### Input rows
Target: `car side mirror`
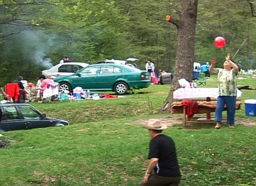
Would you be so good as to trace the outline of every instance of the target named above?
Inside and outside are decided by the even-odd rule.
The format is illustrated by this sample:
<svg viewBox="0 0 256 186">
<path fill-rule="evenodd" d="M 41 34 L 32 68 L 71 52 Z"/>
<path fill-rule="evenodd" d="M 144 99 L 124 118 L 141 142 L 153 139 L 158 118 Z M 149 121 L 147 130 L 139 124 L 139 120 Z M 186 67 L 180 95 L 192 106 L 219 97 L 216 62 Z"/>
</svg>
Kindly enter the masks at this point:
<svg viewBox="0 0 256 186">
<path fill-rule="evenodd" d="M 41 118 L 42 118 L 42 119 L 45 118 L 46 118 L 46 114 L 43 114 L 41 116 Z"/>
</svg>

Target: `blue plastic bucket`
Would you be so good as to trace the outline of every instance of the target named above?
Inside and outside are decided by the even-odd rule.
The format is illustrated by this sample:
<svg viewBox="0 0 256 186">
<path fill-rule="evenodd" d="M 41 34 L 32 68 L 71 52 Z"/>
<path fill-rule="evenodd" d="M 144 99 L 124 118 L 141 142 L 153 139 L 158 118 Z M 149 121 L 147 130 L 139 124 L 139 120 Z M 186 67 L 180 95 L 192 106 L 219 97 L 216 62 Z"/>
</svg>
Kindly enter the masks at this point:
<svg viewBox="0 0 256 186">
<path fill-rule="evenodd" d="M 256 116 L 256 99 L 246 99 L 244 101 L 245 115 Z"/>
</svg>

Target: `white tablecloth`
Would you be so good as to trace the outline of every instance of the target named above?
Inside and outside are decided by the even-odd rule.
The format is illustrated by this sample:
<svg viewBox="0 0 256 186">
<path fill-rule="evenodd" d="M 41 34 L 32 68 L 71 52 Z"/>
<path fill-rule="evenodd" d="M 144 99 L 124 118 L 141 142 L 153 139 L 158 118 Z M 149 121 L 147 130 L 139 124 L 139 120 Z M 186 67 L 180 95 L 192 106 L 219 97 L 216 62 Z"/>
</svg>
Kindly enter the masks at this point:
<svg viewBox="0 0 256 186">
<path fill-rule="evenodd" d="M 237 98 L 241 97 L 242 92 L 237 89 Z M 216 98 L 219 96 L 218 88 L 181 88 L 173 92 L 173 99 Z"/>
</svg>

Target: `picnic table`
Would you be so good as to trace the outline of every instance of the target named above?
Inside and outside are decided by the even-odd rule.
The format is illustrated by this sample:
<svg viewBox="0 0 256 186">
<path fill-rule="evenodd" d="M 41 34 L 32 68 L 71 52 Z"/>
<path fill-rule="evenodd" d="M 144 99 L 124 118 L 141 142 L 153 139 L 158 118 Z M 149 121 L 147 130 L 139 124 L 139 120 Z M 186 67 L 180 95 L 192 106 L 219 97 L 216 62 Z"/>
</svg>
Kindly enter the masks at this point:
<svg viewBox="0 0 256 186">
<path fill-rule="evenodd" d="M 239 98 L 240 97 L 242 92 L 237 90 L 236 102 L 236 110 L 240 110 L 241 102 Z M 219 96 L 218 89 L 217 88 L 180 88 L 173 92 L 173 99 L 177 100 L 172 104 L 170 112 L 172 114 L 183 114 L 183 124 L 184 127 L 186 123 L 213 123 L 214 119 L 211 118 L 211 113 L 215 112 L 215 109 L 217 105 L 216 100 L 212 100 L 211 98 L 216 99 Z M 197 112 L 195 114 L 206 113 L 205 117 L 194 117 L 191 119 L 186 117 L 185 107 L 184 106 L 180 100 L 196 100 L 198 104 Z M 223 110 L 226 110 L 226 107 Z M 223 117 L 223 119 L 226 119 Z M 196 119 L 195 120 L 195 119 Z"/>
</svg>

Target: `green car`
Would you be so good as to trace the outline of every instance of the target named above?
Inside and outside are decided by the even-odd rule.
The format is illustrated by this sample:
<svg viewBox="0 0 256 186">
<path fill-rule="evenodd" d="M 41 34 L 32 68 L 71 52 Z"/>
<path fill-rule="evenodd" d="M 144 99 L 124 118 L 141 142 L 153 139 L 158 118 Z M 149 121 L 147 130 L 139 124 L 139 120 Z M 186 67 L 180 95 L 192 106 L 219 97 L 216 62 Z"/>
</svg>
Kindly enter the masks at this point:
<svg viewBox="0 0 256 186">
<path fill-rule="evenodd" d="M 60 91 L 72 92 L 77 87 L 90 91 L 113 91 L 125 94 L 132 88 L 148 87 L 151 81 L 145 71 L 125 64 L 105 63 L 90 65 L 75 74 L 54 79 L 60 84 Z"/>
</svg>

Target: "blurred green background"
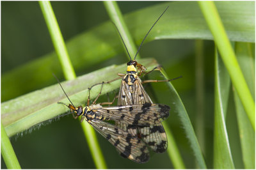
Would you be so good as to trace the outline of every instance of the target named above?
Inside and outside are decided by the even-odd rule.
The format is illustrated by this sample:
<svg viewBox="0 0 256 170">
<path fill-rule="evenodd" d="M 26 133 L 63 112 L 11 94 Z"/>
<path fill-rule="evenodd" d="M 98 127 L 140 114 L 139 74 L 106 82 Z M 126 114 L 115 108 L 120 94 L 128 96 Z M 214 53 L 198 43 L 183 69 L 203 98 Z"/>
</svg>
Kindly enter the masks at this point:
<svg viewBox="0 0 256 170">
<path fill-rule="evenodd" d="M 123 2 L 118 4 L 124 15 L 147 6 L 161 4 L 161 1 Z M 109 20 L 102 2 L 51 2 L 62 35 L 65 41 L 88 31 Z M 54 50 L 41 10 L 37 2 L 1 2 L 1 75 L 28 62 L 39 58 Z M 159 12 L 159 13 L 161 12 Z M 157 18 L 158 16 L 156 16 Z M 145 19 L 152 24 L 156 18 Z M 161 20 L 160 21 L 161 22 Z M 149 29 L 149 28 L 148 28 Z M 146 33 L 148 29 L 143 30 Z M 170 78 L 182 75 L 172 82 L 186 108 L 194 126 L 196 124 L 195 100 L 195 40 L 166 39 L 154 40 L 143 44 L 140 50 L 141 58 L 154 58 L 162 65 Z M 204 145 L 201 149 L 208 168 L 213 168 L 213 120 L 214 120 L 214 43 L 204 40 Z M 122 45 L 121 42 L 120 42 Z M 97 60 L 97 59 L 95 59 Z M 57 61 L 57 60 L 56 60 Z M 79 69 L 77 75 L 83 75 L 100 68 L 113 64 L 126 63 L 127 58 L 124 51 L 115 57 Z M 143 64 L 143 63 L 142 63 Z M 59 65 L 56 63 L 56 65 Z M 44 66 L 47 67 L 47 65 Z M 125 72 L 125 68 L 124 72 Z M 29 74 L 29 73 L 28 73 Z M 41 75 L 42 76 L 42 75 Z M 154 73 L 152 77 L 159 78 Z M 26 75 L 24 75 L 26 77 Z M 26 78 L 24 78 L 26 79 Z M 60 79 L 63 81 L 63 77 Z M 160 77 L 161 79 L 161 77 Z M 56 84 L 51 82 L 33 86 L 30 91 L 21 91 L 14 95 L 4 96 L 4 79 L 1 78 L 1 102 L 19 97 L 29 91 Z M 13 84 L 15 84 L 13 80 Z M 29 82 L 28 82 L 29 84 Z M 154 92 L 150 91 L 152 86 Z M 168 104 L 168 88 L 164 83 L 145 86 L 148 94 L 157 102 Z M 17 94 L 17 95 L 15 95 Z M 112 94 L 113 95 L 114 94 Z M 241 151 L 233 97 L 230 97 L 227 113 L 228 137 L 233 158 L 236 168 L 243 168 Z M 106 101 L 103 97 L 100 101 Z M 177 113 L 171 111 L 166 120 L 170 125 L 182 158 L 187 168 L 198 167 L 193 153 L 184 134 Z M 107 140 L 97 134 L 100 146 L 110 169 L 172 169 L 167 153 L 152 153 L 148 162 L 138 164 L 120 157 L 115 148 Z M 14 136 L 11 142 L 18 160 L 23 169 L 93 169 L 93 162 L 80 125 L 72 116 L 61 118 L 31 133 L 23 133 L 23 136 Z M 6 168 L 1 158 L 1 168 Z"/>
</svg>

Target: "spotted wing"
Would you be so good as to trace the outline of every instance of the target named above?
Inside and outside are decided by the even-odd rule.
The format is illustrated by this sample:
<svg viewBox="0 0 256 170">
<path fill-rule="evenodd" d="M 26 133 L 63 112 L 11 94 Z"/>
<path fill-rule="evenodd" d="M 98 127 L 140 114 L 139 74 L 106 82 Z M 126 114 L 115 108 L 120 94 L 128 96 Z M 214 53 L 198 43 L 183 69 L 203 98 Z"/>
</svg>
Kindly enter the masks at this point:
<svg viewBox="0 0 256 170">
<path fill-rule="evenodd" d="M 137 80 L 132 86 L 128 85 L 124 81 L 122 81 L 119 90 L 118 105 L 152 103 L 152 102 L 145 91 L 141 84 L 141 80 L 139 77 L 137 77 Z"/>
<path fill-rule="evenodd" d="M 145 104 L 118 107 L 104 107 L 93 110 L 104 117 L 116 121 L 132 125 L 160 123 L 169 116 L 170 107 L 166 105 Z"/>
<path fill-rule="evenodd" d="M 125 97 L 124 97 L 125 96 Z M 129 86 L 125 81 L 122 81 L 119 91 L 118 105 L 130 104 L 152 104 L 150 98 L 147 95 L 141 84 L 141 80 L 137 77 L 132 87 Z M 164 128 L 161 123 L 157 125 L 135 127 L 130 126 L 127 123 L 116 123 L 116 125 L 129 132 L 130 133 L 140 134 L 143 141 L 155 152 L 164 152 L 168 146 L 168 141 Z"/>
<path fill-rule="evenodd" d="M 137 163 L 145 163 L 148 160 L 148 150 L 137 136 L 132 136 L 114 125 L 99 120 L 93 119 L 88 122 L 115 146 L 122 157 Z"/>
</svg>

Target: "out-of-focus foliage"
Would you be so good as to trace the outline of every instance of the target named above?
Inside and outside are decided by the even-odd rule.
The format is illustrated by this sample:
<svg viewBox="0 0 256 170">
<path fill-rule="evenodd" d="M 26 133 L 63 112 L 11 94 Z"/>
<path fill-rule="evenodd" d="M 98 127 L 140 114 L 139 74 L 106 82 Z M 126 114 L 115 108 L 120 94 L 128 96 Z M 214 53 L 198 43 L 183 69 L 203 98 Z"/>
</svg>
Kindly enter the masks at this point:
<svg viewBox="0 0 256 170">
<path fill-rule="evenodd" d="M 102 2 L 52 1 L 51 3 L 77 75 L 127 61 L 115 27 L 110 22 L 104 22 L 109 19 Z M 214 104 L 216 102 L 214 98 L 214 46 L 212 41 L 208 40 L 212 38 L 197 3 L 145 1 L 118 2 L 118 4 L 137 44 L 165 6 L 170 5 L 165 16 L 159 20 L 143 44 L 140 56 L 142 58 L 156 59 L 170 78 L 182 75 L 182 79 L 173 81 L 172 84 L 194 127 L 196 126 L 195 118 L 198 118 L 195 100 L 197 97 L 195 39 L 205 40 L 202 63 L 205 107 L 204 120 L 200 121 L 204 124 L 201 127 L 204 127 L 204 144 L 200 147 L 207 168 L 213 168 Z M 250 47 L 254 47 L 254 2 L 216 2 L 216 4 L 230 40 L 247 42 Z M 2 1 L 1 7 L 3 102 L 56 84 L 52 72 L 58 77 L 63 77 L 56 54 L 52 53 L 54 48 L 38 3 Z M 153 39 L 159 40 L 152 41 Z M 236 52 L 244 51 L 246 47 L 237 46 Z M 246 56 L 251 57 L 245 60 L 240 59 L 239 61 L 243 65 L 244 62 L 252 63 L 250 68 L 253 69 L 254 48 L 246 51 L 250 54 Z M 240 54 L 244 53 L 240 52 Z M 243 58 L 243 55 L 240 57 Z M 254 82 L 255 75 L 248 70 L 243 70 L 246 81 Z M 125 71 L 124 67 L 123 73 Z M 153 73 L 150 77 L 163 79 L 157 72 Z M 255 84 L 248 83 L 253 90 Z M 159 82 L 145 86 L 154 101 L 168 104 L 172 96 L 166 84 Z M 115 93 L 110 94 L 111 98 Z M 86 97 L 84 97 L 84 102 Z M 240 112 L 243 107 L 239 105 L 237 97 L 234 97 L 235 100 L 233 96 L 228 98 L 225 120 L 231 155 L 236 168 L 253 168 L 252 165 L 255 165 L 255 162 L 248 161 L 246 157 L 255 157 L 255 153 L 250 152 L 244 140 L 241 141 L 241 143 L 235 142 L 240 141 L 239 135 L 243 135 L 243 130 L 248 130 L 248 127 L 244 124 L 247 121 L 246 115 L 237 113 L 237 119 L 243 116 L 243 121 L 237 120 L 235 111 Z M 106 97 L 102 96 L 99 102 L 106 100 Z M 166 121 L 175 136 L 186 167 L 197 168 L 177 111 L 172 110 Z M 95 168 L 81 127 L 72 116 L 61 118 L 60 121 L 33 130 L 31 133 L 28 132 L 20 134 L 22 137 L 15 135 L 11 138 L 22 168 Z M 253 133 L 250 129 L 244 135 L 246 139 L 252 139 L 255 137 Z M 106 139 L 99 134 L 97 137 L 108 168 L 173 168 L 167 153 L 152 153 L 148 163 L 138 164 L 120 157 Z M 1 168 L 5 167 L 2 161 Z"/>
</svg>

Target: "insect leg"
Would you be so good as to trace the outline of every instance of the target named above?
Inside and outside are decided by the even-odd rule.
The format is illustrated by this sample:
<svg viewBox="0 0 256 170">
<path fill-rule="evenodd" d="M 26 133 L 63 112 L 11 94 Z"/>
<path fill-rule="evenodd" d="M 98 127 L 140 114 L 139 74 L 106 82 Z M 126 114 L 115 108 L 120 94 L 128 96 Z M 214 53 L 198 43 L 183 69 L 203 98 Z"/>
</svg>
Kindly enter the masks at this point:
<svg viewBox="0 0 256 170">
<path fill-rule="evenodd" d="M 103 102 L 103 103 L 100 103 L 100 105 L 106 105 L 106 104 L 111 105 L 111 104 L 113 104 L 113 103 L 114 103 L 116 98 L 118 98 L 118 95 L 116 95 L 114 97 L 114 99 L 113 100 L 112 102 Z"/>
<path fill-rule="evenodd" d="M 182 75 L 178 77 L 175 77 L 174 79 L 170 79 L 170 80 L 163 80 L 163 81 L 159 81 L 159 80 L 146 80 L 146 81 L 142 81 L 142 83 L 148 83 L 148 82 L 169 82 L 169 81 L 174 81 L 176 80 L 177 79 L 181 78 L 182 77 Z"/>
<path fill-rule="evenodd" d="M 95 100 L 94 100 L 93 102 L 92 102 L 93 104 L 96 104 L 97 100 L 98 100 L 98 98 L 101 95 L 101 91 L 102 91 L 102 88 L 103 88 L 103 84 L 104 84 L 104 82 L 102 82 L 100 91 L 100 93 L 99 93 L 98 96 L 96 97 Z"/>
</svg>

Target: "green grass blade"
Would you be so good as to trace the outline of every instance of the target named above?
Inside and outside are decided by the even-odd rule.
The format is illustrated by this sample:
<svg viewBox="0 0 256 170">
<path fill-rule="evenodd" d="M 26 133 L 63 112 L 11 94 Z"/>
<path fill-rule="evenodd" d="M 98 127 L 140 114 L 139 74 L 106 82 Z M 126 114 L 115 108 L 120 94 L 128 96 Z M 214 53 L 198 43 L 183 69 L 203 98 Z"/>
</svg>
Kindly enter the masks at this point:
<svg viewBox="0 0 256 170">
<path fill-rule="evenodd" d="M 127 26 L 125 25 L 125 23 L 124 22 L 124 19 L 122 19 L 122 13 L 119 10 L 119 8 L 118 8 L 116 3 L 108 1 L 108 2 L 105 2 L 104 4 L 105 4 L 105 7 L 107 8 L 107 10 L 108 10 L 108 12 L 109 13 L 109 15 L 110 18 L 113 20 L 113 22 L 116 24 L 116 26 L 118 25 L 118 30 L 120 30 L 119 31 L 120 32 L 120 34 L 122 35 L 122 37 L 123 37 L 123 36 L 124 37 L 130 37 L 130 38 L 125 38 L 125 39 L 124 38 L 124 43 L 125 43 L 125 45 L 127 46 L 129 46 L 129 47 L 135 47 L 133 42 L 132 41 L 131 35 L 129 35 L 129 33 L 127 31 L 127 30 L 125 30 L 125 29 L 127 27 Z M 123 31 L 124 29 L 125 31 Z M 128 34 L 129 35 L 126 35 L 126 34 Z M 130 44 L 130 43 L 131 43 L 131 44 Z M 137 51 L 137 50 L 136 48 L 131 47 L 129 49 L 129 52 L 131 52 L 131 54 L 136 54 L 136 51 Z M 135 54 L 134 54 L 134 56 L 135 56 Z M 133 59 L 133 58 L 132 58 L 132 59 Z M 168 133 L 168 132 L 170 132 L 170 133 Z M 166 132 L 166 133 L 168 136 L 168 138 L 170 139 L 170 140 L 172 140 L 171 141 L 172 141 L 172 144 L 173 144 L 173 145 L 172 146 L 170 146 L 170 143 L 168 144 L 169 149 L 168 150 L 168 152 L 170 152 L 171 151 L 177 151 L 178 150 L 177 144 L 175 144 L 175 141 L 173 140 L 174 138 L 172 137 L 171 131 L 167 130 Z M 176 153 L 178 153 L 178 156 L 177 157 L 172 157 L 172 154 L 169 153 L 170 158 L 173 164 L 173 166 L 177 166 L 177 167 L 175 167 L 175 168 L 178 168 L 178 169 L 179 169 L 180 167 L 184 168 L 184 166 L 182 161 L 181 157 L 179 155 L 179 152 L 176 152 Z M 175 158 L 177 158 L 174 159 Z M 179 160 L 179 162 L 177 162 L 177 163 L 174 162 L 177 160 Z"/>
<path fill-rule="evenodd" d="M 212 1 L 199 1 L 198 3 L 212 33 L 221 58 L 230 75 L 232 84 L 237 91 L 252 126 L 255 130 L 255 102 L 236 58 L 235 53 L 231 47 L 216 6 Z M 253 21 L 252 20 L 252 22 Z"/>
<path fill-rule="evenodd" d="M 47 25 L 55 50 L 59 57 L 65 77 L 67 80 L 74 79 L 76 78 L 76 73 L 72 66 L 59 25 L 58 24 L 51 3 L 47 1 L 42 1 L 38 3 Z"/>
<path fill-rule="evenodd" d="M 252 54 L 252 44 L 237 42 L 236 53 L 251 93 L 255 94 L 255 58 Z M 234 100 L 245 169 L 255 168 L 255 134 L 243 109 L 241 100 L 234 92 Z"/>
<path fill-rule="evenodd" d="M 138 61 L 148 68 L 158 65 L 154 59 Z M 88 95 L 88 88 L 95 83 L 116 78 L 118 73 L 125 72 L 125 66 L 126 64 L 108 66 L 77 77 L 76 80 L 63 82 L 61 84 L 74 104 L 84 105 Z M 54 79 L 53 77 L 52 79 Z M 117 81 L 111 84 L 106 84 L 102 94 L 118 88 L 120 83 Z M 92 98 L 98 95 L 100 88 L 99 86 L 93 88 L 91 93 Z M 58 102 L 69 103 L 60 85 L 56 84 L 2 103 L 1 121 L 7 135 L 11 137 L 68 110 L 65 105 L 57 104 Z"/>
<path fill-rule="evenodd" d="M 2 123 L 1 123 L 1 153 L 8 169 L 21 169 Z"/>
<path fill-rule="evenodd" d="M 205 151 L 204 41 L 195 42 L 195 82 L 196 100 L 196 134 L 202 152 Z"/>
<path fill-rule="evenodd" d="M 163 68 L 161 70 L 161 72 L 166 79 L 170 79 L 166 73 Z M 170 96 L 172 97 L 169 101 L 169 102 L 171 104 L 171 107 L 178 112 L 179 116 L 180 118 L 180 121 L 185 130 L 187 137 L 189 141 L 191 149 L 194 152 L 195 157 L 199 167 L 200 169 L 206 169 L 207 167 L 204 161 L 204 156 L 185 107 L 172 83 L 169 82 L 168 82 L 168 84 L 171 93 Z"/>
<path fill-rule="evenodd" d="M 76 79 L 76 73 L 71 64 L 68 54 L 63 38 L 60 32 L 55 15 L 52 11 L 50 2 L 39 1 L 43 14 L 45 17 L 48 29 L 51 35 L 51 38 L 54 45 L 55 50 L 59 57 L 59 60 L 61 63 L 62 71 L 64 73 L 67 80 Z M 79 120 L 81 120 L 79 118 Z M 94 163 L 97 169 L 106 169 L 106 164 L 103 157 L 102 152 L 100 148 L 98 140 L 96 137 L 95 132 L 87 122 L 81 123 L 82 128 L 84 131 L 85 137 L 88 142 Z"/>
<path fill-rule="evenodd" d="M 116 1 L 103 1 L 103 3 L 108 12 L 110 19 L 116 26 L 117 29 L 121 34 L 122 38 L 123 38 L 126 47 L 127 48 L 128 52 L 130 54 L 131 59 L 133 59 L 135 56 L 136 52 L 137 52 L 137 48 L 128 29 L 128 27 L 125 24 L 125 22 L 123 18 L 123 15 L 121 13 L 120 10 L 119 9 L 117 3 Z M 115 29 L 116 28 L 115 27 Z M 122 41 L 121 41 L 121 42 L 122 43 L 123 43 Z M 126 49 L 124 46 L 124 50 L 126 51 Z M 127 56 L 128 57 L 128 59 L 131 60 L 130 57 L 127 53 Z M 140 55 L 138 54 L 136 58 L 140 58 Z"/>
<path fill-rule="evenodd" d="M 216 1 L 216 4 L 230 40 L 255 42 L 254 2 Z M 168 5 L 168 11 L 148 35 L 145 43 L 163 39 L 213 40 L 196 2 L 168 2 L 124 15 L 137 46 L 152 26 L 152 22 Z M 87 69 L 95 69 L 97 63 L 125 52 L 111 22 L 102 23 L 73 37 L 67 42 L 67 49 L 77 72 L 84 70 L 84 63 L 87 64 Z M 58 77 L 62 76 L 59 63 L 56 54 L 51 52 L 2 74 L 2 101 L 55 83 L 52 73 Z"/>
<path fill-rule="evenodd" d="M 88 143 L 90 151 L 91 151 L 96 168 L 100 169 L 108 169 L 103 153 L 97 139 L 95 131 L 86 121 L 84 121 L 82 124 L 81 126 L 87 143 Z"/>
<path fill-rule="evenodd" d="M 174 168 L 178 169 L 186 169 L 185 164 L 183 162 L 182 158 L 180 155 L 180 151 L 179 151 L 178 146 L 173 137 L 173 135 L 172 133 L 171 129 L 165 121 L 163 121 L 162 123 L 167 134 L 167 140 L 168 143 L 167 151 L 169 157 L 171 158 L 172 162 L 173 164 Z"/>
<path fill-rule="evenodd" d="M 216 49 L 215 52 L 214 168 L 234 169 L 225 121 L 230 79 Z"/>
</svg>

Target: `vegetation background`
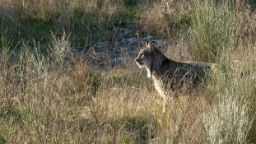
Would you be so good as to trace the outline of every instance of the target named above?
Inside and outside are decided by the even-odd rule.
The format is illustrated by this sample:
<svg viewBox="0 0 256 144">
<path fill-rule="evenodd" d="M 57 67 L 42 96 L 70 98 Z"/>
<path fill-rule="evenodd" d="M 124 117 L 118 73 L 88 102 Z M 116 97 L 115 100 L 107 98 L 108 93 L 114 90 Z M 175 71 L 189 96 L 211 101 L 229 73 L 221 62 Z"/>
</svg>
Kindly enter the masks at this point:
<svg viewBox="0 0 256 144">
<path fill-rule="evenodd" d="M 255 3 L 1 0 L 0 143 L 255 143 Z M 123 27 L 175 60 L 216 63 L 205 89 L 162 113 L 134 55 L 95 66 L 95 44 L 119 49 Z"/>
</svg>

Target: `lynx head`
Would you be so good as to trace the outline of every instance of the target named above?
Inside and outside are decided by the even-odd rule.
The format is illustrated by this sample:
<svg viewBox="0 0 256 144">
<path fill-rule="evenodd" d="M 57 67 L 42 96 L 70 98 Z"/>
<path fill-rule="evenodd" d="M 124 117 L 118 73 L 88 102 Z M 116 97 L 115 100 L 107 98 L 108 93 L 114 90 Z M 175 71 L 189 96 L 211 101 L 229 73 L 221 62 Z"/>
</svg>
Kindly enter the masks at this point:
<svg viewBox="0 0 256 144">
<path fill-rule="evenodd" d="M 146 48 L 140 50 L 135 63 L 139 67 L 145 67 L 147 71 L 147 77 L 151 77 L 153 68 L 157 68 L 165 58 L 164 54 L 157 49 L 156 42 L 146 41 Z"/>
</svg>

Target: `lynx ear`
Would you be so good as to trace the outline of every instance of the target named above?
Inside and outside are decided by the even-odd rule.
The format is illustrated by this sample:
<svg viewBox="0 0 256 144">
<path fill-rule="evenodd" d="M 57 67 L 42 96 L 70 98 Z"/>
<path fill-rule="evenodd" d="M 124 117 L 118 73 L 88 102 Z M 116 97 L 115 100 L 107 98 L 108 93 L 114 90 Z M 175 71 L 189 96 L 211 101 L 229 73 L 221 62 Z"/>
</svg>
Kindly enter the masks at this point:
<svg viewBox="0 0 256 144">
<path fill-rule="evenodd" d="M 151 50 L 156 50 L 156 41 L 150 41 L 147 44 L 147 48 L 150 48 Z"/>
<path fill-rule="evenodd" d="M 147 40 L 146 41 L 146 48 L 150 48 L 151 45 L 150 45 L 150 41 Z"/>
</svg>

### The problem
Identify every line in the listing above that contains the word "green" and copy each of those lines in full. Case counts.

### Response to this exercise
Target: `green car`
Target: "blurred green background"
Target: "green grass blade"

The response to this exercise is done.